Stored items from a collection:
====

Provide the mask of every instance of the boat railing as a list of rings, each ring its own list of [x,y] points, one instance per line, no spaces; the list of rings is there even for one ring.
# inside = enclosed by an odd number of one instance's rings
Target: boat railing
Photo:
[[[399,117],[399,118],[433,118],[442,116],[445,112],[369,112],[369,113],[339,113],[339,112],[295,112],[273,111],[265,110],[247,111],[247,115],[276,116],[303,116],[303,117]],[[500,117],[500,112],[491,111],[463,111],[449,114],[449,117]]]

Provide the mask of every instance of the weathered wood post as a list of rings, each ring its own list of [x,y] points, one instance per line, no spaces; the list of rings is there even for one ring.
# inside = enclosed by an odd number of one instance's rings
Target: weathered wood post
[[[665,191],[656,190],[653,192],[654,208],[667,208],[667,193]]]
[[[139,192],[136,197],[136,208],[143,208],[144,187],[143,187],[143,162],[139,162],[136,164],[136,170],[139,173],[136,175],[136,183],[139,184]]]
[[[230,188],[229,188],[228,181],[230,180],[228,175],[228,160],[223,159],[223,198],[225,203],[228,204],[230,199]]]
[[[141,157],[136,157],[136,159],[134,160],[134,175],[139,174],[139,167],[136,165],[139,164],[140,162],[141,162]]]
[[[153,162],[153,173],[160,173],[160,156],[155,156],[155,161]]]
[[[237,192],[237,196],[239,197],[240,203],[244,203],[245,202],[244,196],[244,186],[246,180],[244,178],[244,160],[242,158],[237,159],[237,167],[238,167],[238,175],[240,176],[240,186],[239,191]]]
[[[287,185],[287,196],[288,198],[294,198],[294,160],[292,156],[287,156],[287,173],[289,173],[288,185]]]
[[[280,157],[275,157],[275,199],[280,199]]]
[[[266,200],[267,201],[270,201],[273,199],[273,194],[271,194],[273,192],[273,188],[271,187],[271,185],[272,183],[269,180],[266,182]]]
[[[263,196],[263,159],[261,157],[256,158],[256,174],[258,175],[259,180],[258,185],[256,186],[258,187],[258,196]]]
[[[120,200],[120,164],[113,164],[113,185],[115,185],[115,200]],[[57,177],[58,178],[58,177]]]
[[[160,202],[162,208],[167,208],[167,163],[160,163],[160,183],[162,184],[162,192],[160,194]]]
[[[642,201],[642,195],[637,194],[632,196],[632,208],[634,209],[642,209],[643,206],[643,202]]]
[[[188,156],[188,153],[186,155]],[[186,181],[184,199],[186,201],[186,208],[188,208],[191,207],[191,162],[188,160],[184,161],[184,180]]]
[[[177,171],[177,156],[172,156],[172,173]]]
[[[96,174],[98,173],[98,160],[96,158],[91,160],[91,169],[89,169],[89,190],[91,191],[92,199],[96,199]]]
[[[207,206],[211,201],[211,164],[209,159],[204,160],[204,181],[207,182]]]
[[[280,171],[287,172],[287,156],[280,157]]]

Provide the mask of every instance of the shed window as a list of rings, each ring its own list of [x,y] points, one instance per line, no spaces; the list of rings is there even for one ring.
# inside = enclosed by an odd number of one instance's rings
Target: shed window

====

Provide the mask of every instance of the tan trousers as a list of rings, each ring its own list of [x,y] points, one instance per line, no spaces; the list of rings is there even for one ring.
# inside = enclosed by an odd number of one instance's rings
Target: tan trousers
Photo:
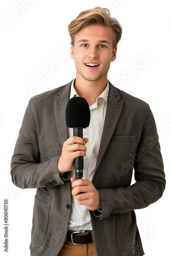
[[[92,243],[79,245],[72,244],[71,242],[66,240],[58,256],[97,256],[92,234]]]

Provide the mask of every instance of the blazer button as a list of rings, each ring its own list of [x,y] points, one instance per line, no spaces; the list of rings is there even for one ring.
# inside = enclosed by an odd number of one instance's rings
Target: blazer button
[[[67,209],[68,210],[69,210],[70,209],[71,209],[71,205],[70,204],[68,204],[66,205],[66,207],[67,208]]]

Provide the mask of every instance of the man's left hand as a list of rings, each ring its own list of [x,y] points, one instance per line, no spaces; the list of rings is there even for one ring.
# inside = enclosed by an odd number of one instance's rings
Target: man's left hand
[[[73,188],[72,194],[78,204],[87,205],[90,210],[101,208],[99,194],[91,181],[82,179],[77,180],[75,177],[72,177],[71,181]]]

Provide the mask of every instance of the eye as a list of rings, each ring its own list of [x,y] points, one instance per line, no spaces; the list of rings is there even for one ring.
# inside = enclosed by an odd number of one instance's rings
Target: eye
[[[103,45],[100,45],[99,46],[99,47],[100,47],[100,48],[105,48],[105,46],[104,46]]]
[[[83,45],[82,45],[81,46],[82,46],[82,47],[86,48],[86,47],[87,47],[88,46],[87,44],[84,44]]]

====

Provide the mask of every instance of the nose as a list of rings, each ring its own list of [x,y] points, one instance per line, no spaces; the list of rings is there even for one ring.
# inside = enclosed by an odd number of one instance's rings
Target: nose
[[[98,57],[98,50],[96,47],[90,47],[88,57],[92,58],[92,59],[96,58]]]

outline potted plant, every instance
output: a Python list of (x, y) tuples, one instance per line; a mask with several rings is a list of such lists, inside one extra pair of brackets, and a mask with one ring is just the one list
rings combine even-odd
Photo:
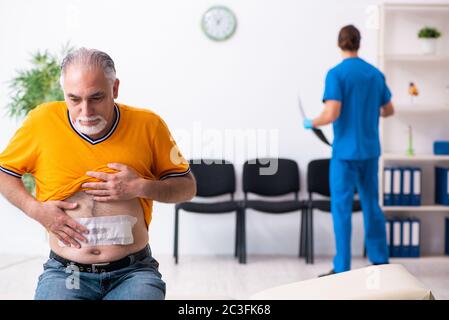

====

• _Request_
Copy out each of the lines above that contains the word "post".

• _Final result_
Provide the mask of every instance of the weathered wood post as a list of rings, each ring its own list of [x,y] points, one instance per line, no spaces; the list of rings is there even for one ring.
Target: weathered wood post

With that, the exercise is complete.